The Virtual Coe Being together while being apart....
April 2, 2021

Who is he—rhino, boar, beetle?

One who follows the track of the elephant never gets wet from the dew on the bushes. —Akan Proverb

When first meeting this palm-sized brass animal, it is hard to grasp the rich and complex layers of history and meaning that he carries on his curved back. One cannot immediately determine who he is–rhino, boar, beetle? But it is likely that he is an elephant, with large tusks and a curved trunk. There is something incredibly endearing about this figure, his hunched back, brushy tail, and droopy ears, all of which seem somewhat far from the chiefly animal he embodies. Yet, regardless of the specifics of his appearance, this animal serves as a reminder of power, wealth, and status in Akan history.

The Akan kingdoms of the Gold Coast of Africa (in present-day Ghana and Ivory Coast) include various groups such as the Akyem, Akwapem, Asante, Brong, Fante, Kwahu, Sefwi, and Wassa, once controlled the extensive gold mining and trade of the ore-rich region. The gold trade was the central form of currency until British colonization eventually forced out the local economy, replacing gold dust with the British sterling pound at the end of the 19th century. For centuries before then, powerful groups, families, and individuals maintained an exchange system around unrefined gold dust. In order to accurately gauge the value of the gold dust, it was weighed on small scales using gold weights like this one.

Given information:
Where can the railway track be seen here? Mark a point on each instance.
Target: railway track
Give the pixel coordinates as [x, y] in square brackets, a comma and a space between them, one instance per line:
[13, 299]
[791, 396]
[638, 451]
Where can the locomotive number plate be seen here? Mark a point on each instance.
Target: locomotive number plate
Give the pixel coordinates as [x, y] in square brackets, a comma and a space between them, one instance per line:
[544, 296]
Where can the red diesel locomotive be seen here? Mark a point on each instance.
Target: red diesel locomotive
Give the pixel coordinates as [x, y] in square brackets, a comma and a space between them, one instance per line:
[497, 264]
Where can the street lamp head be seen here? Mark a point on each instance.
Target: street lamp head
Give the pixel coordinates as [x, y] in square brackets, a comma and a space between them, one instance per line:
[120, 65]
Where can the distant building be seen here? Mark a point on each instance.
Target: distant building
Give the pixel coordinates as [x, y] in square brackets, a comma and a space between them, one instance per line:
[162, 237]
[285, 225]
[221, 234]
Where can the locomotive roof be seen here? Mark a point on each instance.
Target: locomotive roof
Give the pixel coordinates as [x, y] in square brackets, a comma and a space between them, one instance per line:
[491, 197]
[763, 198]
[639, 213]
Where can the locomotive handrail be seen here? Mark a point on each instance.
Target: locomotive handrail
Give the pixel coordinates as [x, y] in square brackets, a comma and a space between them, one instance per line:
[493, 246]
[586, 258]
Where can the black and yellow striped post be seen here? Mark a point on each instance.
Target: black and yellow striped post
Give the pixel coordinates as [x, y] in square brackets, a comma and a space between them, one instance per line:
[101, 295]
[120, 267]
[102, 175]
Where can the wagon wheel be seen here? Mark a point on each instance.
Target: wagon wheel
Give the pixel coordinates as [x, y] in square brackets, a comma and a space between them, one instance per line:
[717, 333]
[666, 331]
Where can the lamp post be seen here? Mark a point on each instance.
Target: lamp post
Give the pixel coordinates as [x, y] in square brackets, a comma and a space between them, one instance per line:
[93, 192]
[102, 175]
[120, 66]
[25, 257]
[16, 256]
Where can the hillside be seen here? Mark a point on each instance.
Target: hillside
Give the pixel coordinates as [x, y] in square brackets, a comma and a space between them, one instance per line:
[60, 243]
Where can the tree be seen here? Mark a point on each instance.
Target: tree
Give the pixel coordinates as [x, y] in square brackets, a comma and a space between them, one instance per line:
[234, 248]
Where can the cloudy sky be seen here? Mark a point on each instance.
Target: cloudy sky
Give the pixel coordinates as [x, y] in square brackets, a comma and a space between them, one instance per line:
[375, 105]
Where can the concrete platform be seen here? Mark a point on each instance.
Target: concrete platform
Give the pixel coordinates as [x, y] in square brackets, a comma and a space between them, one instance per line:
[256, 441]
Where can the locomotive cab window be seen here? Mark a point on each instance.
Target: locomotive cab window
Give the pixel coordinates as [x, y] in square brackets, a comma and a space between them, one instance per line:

Complete the following:
**1)** Reproduce the passage about the Akan elephant gold weight word for word, from its opening line to its last sentence.
**2)** Pick out every row containing the string "wheel" and copy each one in full. Matches are case-sensitive.

Answers for the exercise:
**1)**
The Virtual Coe Being together while being apart....
April 2, 2021

Who is he—rhino, boar, beetle?

One who follows the track of the elephant never gets wet from the dew on the bushes. —Akan Proverb

When first meeting this palm-sized brass animal, it is hard to grasp the rich and complex layers of history and meaning that he carries on his curved back. One cannot immediately determine who he is–rhino, boar, beetle? But it is likely that he is an elephant, with large tusks and a curved trunk. There is something incredibly endearing about this figure, his hunched back, brushy tail, and droopy ears, all of which seem somewhat far from the chiefly animal he embodies. Yet, regardless of the specifics of his appearance, this animal serves as a reminder of power, wealth, and status in Akan history.

The Akan kingdoms of the Gold Coast of Africa (in present-day Ghana and Ivory Coast) include various groups such as the Akyem, Akwapem, Asante, Brong, Fante, Kwahu, Sefwi, and Wassa, once controlled the extensive gold mining and trade of the ore-rich region. The gold trade was the central form of currency until British colonization eventually forced out the local economy, replacing gold dust with the British sterling pound at the end of the 19th century. For centuries before then, powerful groups, families, and individuals maintained an exchange system around unrefined gold dust. In order to accurately gauge the value of the gold dust, it was weighed on small scales using gold weights like this one.

**2)**
Where can the wagon wheel be seen here? Mark a point on each instance.
Target: wagon wheel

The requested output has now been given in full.